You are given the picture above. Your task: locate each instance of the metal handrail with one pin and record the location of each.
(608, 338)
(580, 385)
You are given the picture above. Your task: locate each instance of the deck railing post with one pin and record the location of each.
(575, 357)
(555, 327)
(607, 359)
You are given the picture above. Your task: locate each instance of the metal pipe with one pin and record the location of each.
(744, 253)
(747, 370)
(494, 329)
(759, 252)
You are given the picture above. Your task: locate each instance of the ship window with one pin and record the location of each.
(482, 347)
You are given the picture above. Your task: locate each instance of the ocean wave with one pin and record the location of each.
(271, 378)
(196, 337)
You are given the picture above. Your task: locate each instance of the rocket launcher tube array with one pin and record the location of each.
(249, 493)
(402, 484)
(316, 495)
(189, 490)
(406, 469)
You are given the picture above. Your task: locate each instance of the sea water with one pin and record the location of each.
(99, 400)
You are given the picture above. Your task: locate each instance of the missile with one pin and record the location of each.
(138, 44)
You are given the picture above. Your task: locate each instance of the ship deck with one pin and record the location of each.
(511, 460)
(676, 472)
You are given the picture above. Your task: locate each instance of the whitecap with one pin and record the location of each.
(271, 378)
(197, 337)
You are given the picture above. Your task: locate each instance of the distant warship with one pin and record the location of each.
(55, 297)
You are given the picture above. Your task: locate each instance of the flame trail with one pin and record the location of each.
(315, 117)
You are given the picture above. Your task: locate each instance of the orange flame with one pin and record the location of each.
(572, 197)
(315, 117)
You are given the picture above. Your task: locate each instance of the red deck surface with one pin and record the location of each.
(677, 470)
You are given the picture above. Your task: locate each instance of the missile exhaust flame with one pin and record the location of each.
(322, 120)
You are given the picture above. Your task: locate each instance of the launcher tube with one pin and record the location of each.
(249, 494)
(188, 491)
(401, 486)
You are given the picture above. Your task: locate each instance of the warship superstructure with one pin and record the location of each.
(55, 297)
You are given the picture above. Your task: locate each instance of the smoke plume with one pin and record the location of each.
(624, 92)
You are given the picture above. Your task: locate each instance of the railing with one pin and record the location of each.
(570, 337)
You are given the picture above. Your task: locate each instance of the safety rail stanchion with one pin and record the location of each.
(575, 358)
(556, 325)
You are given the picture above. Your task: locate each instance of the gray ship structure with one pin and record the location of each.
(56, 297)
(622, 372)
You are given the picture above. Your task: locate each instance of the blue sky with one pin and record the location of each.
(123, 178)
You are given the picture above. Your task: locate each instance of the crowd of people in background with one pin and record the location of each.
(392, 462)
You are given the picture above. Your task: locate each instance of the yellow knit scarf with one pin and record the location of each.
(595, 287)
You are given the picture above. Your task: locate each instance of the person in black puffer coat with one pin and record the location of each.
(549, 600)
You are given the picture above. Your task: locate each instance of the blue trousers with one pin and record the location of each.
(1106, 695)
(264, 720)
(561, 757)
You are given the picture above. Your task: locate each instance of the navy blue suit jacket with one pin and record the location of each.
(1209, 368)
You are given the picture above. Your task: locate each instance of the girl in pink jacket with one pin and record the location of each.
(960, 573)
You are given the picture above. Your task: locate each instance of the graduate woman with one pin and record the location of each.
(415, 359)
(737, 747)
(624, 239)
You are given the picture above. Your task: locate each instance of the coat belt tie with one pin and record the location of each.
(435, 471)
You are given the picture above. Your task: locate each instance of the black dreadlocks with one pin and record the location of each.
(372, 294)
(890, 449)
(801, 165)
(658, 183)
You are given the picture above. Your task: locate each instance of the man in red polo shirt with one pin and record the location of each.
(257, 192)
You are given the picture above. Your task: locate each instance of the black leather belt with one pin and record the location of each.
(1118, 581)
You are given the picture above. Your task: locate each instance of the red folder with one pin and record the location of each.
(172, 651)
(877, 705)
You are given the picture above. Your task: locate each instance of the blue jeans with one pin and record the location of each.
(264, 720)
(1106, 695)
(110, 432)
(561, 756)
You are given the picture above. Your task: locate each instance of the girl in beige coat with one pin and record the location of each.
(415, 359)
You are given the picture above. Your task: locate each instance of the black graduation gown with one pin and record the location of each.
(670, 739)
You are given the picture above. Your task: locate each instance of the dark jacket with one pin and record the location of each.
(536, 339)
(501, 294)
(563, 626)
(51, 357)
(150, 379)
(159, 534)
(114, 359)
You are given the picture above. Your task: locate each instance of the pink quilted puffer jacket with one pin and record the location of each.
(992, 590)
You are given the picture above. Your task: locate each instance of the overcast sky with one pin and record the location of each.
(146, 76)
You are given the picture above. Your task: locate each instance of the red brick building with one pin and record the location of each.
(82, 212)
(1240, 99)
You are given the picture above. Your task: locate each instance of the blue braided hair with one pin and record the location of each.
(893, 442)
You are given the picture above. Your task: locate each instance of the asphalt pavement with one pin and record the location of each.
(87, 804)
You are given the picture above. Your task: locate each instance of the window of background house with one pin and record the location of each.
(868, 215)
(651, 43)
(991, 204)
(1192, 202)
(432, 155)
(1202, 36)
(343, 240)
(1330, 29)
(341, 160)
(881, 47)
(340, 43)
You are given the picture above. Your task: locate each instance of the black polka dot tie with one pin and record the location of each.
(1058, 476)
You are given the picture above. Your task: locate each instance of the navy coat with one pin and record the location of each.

....

(EXERCISE DETAILS)
Make an exact transcription of the entries.

(EXERCISE OUTPUT)
You are given the picture above. Your task: locate each instance of the metal handrail with one pin and record the location of each.
(608, 338)
(580, 385)
You are given the picture above. Your task: locate each instance of the deck railing post with one pin and record the location of each.
(575, 357)
(555, 327)
(607, 359)
You are given the picture above. Your task: locate each instance of the metal pipe with one pin and record the location of each.
(744, 253)
(747, 370)
(494, 329)
(759, 252)
You are given the picture above. Your task: locate each instance of the ship window with one pin and record the location of each.
(482, 347)
You are given the picture above. Your task: locate each instance of the ocean wave with one pin and record the location of each.
(271, 378)
(196, 337)
You are given the picture above. Your task: locate each instance of the rocket launcher tube array with one pin and record the location of each.
(249, 493)
(402, 484)
(316, 495)
(189, 490)
(406, 469)
You are given the picture above. Your task: locate each instance of the sea water with one pin and record the location of each.
(99, 400)
You are given the picture above. Your task: locate each instance of the missile with one pin and record the location of each.
(138, 44)
You are given the picture above. Your task: locate each instance of the ship deck with one pin and record the location of each.
(511, 460)
(676, 472)
You are given the picture above. Your task: locate each instance of the whitecap with one pin and record the location of each.
(271, 378)
(197, 337)
You are given the picture above. Your task: locate each instance of the distant warship with one pin and record the location of each.
(55, 297)
You are given the picture above. Your task: locate each instance of the flame trail with one pin and record the location of each.
(315, 117)
You are given the picture above. Your task: locate each instance of the orange flame with one pin and record the location of each.
(572, 197)
(315, 117)
You are given the picture above. Your task: locate each instance of the red deck surface with one pin and record the location of each.
(677, 470)
You are given the picture above. Your task: locate each instance of the missile exhaust flame with one pin and record the location of each.
(322, 120)
You are given the picture above. Your task: locate each instance of the launcher tube with one pin and record the location of each.
(249, 494)
(188, 491)
(401, 486)
You are given the picture above. Your task: locate each instance of the warship superstructure with one pin and record the location of each.
(55, 297)
You are given the picture above. Your task: locate each instance of the smoke plume with one pin and record the location of each.
(624, 92)
You are given the picture above. Your task: locate each instance of the railing with one pin and record the location of each.
(570, 337)
You are given the picture above. Your task: locate each instance of the safety rail stanchion with one pin and record the location of each.
(575, 358)
(556, 325)
You are given the picture above. Your task: locate each instance of the gray ship structure with one pin and record the location of each.
(56, 297)
(622, 372)
You are given the picture above. Your task: locate each instance of the blue sky with one pin and record the location of each.
(123, 178)
You are given the picture above. Your task: locate each instance of the crowd of people in background with one pin and record the location of each.
(392, 462)
You are given the picture above. Your task: locate each instance of the yellow knit scarf with one pin and record the location of each.
(595, 287)
You are given the picture above. Your task: locate each instance of the person in black puffer coat with one pin and record the location of each.
(549, 600)
You are given the picture above. Your task: locate each instance of the blue trousers with one pin and record the location of each.
(1106, 695)
(264, 720)
(561, 757)
You are given the picture above. Your task: locate each instance of the navy blue suit jacket with one pin and record the location of each.
(1209, 368)
You are given the picture above. Your task: locate each instance of the girl in pink jacket with one pin and record the location of each.
(960, 573)
You are given the picture above. Your task: locate each instance of the graduate woman with one pin and record the location of each.
(415, 359)
(737, 747)
(624, 239)
You are given the picture above. Your task: locate each instance of the coat belt tie with one pin and record the location of each.
(435, 471)
You are given the picture above. Your task: locate each instance of the black dreadlocks with one pin and record the location of each.
(372, 294)
(890, 449)
(801, 165)
(658, 183)
You are given the picture above. Your task: locate each instance of the man in red polo shirt with one pin and record the location of each.
(257, 192)
You are given the picture above. Your task: locate each instance of the black leather belt with one pin and record the location of each.
(1118, 581)
You are given the picture above. Your task: locate each instance of the red folder with one pin and record the location of each.
(172, 651)
(877, 705)
You are given the picture above. Your task: locate each instance of the blue jeans with one pin and record the location of each.
(264, 720)
(1106, 695)
(110, 432)
(561, 756)
You are given the picture above. Your task: locate each instance of the girl in beige coat with one pin and record the location of each.
(415, 359)
You are given the picture above. Your task: locate each instance of the black graduation gown with one pin and record the location of each.
(670, 739)
You are given the picture above. Your task: locate each instance of the dark jacket with one pin and record the location of each.
(536, 339)
(501, 294)
(563, 626)
(51, 357)
(150, 379)
(159, 534)
(114, 359)
You are given the picture above. Your task: locate each instance of the pink quilted puffer jacket with one pin and record the location of each.
(992, 590)
You are given the picture above. Your task: locate each instance of the overcast sky with one pin and record the location of each.
(146, 76)
You are given the picture above. Your task: locate each instance of the red brick building with one pin and record the location of each.
(82, 212)
(1240, 99)
You are given the picture above. Your task: locate each instance of the blue braided hair with one pin and record the location of each.
(893, 442)
You are given the picture above. Your task: locate each instance of the asphalt pavement with one pin and record the location of each.
(87, 804)
You are given the picture above. Your task: locate each instance of the window of background house with one pin and record the location of each.
(868, 215)
(651, 43)
(991, 204)
(1192, 202)
(432, 155)
(1202, 36)
(343, 240)
(1330, 29)
(341, 160)
(881, 47)
(340, 43)
You are given the picture above. Your task: locate each instance of the black polka dot tie with one pin and record the location of each.
(1058, 476)
You are given the picture above. Your task: locate each instance of the navy coat with one pin and record the location of each.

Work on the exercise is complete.